> _Stored data_

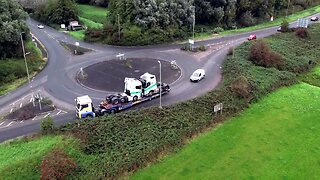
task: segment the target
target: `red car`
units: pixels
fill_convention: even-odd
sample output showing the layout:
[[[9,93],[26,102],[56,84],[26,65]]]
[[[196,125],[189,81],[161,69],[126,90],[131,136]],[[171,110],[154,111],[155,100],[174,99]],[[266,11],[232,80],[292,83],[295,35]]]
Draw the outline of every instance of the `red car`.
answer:
[[[251,40],[255,40],[257,39],[257,36],[255,34],[251,34],[249,37],[248,37],[248,40],[251,41]]]
[[[319,20],[319,18],[315,17],[315,16],[310,19],[310,21],[318,21],[318,20]]]

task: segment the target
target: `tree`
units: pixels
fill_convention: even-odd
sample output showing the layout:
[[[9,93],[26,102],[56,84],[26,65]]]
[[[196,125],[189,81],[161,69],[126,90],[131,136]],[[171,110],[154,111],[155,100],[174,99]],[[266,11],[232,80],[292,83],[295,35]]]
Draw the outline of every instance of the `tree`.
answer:
[[[27,14],[16,1],[0,0],[0,59],[17,57],[20,33],[29,32],[26,17]]]
[[[70,21],[78,20],[78,9],[73,0],[58,0],[48,7],[48,20],[54,24],[69,24]]]

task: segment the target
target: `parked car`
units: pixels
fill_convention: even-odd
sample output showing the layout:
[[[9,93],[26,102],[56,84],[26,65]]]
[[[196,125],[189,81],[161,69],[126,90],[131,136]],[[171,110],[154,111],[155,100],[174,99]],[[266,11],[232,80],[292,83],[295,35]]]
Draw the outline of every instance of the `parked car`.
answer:
[[[38,29],[44,29],[44,25],[38,24]]]
[[[277,31],[278,31],[278,32],[282,32],[281,26],[278,27]]]
[[[205,75],[206,75],[206,72],[204,69],[197,69],[190,76],[190,81],[199,82],[205,77]]]
[[[257,39],[257,35],[255,34],[251,34],[249,37],[248,37],[248,40],[251,41],[251,40],[255,40]]]
[[[319,18],[318,18],[318,17],[316,17],[316,16],[311,17],[311,19],[310,19],[310,21],[318,21],[318,20],[319,20]]]

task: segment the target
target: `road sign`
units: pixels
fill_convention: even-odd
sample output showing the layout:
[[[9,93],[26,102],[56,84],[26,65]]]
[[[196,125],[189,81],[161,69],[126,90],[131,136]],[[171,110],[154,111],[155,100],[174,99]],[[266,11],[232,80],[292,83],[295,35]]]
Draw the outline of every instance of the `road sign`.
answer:
[[[80,45],[80,43],[79,43],[79,42],[76,42],[76,43],[75,43],[75,45],[76,45],[76,46],[79,46],[79,45]]]
[[[119,58],[119,60],[125,59],[124,54],[120,54],[120,53],[118,55],[116,55],[116,57]]]
[[[193,39],[189,39],[189,44],[194,44],[194,40]]]
[[[297,27],[308,28],[309,21],[306,18],[298,19]]]

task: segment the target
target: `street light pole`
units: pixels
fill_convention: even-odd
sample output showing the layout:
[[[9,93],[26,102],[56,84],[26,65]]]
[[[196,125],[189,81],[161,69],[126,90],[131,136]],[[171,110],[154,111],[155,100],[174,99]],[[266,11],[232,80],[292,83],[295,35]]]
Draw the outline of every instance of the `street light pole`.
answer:
[[[160,109],[162,109],[162,105],[161,105],[161,90],[162,90],[162,81],[161,81],[161,62],[160,61],[158,61],[158,63],[159,63],[159,66],[160,66],[160,69],[159,69],[159,71],[160,71],[160,105],[159,105],[159,108]]]
[[[196,25],[196,6],[193,6],[192,40],[194,40],[194,26]]]
[[[26,51],[25,51],[25,49],[24,49],[24,43],[23,43],[22,33],[24,33],[24,32],[21,32],[21,33],[20,33],[21,46],[22,46],[22,52],[23,52],[23,58],[24,58],[24,63],[25,63],[25,65],[26,65],[27,77],[28,77],[28,82],[29,82],[30,90],[31,90],[31,92],[32,92],[32,86],[31,86],[31,84],[30,84],[30,75],[29,75],[28,63],[27,63],[27,58],[26,58]],[[35,104],[34,104],[33,92],[32,92],[32,103],[33,103],[33,106],[35,106]]]

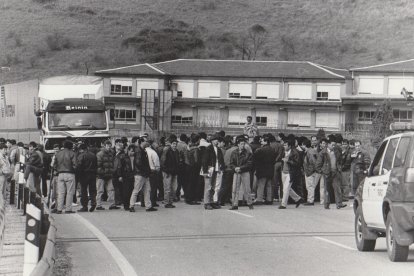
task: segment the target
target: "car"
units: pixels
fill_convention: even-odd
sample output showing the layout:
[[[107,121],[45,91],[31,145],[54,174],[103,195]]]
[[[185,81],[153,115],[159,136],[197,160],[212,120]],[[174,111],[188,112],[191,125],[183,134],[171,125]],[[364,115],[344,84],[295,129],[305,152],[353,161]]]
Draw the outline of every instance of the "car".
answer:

> _AIM OF THE TASK_
Each line of the data above must be repeated exactly, images excluded.

> _TASK RESULT_
task: segment the target
target: `red car`
units: pixels
fill_convention: even-odd
sample output showing the layout:
[[[9,93],[26,102],[56,84],[26,65]]]
[[[196,125],[189,81],[161,69],[126,90],[131,136]],[[171,110],[154,111],[155,100],[174,99]],[[266,11],[232,80],[292,83],[295,35]]]
Draw the outline of every instance of the `red car`.
answer:
[[[251,40],[255,40],[257,39],[257,36],[255,34],[251,34],[249,37],[248,37],[248,40],[251,41]]]
[[[319,20],[319,18],[315,17],[315,16],[310,19],[310,21],[318,21],[318,20]]]

task: segment the target
target: `tree`
units: pixels
fill_convention: even-odd
sample output showing the layout:
[[[9,93],[26,102],[56,84],[26,65]]]
[[[196,125],[189,81],[161,69],[126,90],[131,136]],[[171,110],[154,111],[155,100],[174,99]],[[266,11],[232,80],[292,83],[295,35]]]
Draw the outline of every instance of the `tree`.
answer:
[[[27,14],[16,1],[0,0],[0,59],[17,57],[20,33],[29,32],[26,17]]]
[[[70,21],[78,20],[78,9],[73,0],[58,0],[48,7],[48,20],[54,24],[69,24]]]

task: segment the target
target: `parked car`
units: pixels
fill_convention: even-odd
sample output showing the layout:
[[[9,93],[26,102],[56,84],[26,65]]]
[[[196,125],[189,81],[161,69],[126,90],[131,136]],[[171,110],[154,111],[155,100],[174,99]],[[266,11],[232,80],[292,83],[295,35]]]
Draw the outline of every instance of the `parked car`.
answer:
[[[38,29],[44,29],[44,25],[38,24]]]
[[[277,31],[278,31],[278,32],[282,32],[281,26],[278,27]]]
[[[205,75],[206,75],[206,72],[204,69],[197,69],[190,76],[190,81],[199,82],[205,77]]]
[[[257,39],[257,35],[255,34],[251,34],[249,37],[248,37],[248,40],[251,41],[251,40],[255,40]]]
[[[319,18],[318,18],[318,17],[316,17],[316,16],[311,17],[311,19],[310,19],[310,21],[318,21],[318,20],[319,20]]]

task: segment the target
target: `road sign`
units: pixels
fill_convention: even-odd
sample output showing the layout:
[[[9,93],[26,102],[56,84],[26,65]]]
[[[196,125],[189,81],[161,69],[126,90],[131,136]],[[171,110],[154,111],[155,100],[174,99]],[[266,11],[232,80],[292,83],[295,35]]]
Draw the outline of every instance of the `road sign`.
answer:
[[[80,45],[80,43],[79,43],[79,42],[76,42],[76,43],[75,43],[75,45],[76,45],[76,46],[79,46],[79,45]]]
[[[119,58],[119,60],[125,59],[124,54],[120,54],[120,53],[118,55],[116,55],[116,57]]]
[[[193,39],[189,39],[189,44],[194,44],[194,40]]]
[[[297,27],[308,28],[309,21],[306,18],[298,19]]]

task: segment the target
target: `street light pole`
units: pixels
fill_convention: even-odd
sample output showing the layout:
[[[9,93],[26,102],[56,84],[26,65]]]
[[[196,125],[189,81],[161,69],[126,90],[131,136]],[[171,110],[154,111],[155,100],[174,99]],[[266,11],[232,80],[292,83],[295,35]]]
Draw the outline of every instance of the `street light pole`.
answer:
[[[160,109],[162,109],[162,105],[161,105],[161,90],[162,90],[162,81],[161,81],[161,62],[160,61],[158,61],[158,63],[159,63],[159,66],[160,66],[160,69],[159,69],[159,71],[160,71],[160,105],[159,105],[159,108]]]
[[[196,25],[196,6],[193,6],[192,40],[194,40],[194,26]]]
[[[26,51],[25,51],[25,49],[24,49],[24,43],[23,43],[22,33],[24,33],[24,32],[21,32],[21,33],[20,33],[21,46],[22,46],[22,52],[23,52],[23,58],[24,58],[24,63],[25,63],[25,65],[26,65],[27,77],[28,77],[28,82],[29,82],[30,90],[31,90],[31,92],[32,92],[32,86],[31,86],[31,84],[30,84],[30,75],[29,75],[28,63],[27,63],[27,58],[26,58]],[[35,104],[34,104],[33,92],[32,92],[32,103],[33,103],[33,106],[35,106]]]

task: segment the target
target: "car"
units: pixels
fill_convention: even-odd
sample output showing the layout:
[[[107,121],[45,91],[31,145],[54,174],[103,195]]]
[[[185,81],[153,115],[159,136],[197,160],[212,120]],[[174,111],[188,112],[191,125],[183,134],[171,125]],[[364,115],[344,84],[295,129],[305,152],[353,161]]]
Draw the outline of every instance of the "car".
answer:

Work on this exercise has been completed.